*Exercise goal*:
Quote the text on synchrotron research word for word from "Mancuso has a" to "major in Physics.".

### Selected text

Mancuso has a PhD in Physics from the University of Melbourne where he focused on how to use laser-like X-rays for imaging and previously studied for his science degree with a major in Physics.
Where did his interest come from? 'My dad did the books for an engineering firm that delivered big projects across the Australian East coast…and he got interested in Engineering and went to night school. He had this Physics textbook lying around, and I was at primary school and just picked it up and really enjoyed it and just read it straight through.'
His areas of expertise include imaging using spatially coherent X-rays, as well as the simulation and modelling of experiments using appropriately detailed physical models. When asked how that background in modelling will apply to his new job, he says, 'I would be interested in setting up tools for modelling here so that we can use simulation to help us understand the data we collect experimentally.'
Earlier on the tour, we see one of the beamlines where there are longer-term experiments for three months at a time. It includes a piece of wood from the salvaged ship Mary Rose. I am informed later that part of a 3.67-million-year-old skeleton of one of our earliest ancestors found in South Africa was brought to the synchrotron for analysis in 2019 under lock and key.
'We do so much here, whether it is heritage science such as fragments from the Mary Rose or radioactive materials,' Mancuso says. There is a lot to admire, not least the scale of the facility itself with an assured helmsman.
Fielding off irradiation
Professor Susannah Speller, from the Materials Department at the University of Oxford, UK, and her team were the first to use the new Active Materials Laboratory last summer. They used the I20 beamline to conduct X-ray absorptions spectroscopy to probe how certain superconducting materials, which are being used for high-field magnets for small fusion tokamaks, behave under irradiation.
'The kind of superconductor that is really good for this application is called REBCOs (rare earth barium copper oxides), where the rare earth can be yttrium, it can be europium – pretty much any rare earth actually. The other high-temperature superconductors…don’t carry enough current at high enough field,' says Speller.
'In a tokamak, if you want to increase fusion power, one of the ways to do it is increasing the magnetic field, because the fusion power scales with magnetic fields to the power of four.
'One of the questions we want to answer is how similar are the defects that are being put into the material when we irradiate with helium ions, which are cheap and easy to use, compared to the real thing – the neutrons – that will be generated in a fusion reactor.'
What did the materials lab results show? 'What we saw was very interesting because we’ve done a lot of spectroscopy on the ion-irradiated and pristine materials. And when we did neutron-irradiated materials for the first time, we found that the changes we got between the pristine and irradiated…were really very similar to our previous experiments with helium ions…'
'If you irradiate at room temperature and then you warm them up a bit, they actually get better, slightly – because some of the defects you put in can move around and anneal out, and you actually get better superconducting properties again.
'What I really like is doing fundamental research, but when it’s connected to real applications that people need to know about…it’s a very exciting project.' She has just started a five-year fellowship focused on irradiation.

######
### Information shown

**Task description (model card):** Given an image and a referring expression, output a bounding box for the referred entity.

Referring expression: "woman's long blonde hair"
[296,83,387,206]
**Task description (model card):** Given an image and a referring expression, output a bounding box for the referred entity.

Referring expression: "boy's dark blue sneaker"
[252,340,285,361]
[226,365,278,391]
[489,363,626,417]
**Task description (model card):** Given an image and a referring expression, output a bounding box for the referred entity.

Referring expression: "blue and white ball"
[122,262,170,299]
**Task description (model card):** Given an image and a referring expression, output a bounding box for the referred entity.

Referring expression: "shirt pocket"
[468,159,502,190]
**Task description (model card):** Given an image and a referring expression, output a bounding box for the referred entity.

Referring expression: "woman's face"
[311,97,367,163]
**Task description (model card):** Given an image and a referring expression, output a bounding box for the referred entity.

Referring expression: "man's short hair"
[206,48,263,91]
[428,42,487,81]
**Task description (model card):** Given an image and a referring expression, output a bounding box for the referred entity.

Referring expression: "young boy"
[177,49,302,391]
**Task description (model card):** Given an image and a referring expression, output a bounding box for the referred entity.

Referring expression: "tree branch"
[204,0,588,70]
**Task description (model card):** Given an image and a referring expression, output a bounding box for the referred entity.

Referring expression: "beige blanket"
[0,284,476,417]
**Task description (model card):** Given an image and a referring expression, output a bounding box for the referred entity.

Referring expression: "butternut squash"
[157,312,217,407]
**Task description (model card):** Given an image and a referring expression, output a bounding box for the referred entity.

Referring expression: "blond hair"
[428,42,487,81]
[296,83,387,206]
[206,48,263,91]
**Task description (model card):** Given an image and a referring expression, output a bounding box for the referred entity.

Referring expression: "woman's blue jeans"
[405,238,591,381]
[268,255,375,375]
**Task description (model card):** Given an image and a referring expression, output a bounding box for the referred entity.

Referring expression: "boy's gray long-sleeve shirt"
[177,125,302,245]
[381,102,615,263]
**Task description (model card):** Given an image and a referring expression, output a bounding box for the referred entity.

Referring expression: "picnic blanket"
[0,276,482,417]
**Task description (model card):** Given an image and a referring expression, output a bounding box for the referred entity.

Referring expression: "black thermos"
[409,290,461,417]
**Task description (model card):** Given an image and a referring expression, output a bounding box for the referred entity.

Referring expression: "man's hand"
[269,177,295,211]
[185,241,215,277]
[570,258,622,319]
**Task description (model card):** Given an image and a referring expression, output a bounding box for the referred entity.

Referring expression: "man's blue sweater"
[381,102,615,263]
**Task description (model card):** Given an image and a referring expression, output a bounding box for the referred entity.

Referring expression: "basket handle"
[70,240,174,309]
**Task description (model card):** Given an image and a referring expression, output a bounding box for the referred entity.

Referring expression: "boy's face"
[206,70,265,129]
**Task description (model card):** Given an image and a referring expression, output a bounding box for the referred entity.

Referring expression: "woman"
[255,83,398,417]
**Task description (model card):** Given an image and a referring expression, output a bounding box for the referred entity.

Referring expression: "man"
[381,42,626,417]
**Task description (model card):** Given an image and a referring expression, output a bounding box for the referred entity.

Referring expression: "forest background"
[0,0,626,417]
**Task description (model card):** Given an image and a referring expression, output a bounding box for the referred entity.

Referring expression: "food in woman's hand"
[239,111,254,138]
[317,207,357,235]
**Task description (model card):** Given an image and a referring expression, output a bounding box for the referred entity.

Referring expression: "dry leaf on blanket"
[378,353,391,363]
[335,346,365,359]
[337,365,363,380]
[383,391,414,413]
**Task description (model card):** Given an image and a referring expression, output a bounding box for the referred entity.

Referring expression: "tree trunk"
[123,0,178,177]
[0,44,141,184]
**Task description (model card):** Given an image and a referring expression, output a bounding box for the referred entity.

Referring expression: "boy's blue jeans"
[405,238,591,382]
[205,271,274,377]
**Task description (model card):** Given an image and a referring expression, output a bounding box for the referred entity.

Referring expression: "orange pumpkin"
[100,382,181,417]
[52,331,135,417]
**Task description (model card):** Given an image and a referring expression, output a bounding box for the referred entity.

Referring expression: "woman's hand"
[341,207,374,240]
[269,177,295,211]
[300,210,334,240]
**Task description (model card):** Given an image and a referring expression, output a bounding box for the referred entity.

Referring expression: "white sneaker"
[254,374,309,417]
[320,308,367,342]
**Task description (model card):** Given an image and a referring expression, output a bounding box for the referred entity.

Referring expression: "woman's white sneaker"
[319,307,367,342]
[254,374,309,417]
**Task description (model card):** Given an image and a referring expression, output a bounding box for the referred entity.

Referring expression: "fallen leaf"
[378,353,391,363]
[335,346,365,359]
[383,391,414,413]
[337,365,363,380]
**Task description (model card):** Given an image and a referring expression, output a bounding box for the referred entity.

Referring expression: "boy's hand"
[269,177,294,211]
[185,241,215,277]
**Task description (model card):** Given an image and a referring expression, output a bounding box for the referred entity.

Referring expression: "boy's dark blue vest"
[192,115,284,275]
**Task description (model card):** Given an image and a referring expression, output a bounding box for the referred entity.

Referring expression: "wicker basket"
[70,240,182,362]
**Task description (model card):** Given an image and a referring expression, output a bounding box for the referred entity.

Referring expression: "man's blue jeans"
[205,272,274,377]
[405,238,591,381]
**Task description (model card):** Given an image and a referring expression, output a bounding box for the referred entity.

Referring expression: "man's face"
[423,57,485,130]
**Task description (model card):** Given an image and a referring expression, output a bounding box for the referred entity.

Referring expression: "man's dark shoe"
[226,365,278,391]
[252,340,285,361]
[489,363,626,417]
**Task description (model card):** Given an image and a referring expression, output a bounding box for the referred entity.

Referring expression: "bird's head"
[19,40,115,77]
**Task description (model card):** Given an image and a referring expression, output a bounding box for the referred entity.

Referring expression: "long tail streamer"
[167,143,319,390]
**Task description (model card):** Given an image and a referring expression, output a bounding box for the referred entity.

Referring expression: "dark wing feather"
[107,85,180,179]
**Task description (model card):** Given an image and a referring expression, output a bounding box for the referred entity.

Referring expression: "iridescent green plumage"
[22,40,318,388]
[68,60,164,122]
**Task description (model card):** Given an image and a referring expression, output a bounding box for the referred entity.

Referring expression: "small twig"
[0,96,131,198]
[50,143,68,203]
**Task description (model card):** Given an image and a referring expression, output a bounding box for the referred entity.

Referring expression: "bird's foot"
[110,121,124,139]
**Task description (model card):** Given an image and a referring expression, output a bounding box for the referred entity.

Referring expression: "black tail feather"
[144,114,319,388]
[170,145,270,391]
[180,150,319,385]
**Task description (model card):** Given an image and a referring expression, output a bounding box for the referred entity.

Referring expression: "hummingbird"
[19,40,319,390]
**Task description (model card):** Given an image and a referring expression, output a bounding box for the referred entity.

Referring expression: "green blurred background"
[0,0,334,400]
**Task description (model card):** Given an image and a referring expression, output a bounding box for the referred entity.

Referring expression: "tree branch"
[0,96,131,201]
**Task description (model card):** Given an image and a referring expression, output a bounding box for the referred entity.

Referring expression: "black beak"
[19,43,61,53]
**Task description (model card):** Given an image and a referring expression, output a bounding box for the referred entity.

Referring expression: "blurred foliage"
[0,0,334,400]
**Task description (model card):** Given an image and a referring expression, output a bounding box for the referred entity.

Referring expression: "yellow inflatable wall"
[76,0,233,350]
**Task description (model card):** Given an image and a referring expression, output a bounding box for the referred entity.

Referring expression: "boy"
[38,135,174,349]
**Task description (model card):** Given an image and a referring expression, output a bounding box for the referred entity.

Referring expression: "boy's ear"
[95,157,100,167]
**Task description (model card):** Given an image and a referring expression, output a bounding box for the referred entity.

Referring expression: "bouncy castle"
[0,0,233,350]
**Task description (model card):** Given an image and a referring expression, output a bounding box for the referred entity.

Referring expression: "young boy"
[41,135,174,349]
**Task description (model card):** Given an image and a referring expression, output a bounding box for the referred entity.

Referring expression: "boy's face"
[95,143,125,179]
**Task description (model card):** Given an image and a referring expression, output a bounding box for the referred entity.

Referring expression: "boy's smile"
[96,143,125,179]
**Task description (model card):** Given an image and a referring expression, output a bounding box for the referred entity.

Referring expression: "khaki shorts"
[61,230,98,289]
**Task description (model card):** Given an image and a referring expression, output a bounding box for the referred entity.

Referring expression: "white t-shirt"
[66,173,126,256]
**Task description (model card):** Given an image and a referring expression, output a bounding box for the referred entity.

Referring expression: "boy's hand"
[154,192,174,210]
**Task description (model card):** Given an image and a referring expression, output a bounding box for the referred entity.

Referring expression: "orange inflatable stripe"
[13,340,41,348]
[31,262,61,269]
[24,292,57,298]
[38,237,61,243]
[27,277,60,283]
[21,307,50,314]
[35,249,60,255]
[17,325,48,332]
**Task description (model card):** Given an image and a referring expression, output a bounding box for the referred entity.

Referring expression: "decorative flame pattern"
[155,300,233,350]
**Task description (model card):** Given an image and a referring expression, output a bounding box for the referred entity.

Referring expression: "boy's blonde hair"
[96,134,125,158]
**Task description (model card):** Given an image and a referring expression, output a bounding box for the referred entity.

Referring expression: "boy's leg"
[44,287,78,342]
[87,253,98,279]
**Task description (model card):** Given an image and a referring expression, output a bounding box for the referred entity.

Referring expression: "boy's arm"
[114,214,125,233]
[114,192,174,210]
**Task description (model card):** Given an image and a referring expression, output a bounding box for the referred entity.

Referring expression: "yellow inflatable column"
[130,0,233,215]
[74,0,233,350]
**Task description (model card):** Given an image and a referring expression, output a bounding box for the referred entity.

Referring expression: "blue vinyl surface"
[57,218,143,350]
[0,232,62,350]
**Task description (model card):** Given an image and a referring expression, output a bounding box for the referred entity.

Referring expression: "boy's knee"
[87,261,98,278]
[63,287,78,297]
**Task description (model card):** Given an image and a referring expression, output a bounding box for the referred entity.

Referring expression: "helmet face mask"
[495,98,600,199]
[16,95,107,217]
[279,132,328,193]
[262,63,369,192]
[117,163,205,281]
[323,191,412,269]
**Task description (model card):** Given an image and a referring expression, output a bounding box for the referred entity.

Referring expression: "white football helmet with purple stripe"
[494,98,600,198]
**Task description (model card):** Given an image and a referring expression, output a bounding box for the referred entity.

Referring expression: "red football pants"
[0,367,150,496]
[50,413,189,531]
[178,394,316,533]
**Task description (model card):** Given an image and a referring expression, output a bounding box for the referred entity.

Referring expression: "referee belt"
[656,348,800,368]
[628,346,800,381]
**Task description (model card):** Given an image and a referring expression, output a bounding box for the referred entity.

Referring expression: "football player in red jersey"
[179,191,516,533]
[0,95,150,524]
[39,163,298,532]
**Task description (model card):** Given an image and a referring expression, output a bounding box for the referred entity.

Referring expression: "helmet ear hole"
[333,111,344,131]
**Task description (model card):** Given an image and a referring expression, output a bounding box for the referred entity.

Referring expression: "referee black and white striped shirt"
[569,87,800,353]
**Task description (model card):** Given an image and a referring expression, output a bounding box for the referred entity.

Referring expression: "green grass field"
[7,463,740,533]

######

*The answer*:
Mancuso has a PhD in Physics from the University of Melbourne where he focused on how to use laser-like X-rays for imaging and previously studied for his science degree with a major in Physics.